*** Opening of EXERCISE INPUT ***

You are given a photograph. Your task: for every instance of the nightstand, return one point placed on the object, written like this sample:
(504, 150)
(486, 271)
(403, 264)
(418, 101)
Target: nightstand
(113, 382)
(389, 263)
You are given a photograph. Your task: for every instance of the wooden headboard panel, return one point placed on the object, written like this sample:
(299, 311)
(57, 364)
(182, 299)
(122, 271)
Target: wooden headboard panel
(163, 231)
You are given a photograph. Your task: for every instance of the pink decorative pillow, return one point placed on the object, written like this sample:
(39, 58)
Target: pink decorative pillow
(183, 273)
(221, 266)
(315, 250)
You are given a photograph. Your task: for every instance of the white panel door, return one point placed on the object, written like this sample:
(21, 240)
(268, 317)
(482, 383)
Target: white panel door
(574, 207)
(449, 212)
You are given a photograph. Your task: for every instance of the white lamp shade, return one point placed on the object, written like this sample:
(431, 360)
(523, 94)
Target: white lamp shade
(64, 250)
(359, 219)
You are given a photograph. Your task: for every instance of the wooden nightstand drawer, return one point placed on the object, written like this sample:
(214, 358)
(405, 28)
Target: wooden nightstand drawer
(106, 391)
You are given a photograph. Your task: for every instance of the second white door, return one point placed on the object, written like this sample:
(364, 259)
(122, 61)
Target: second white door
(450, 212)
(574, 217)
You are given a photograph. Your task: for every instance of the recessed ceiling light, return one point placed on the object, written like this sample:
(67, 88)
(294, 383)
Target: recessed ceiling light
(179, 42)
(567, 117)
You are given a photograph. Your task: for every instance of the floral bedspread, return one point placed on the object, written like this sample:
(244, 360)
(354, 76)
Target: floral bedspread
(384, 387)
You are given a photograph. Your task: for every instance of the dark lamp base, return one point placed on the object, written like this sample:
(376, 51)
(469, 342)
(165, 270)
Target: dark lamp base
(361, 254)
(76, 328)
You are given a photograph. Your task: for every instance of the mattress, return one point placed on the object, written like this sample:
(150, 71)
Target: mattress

*** Close of EXERCISE INPUT ***

Across the listing above, report every line where "mattress" occurs.

-- WRITTEN SOLUTION --
You are given a photograph. Your task: for every instance of the mattress, return one point placed on the object, written like this sample:
Target: mattress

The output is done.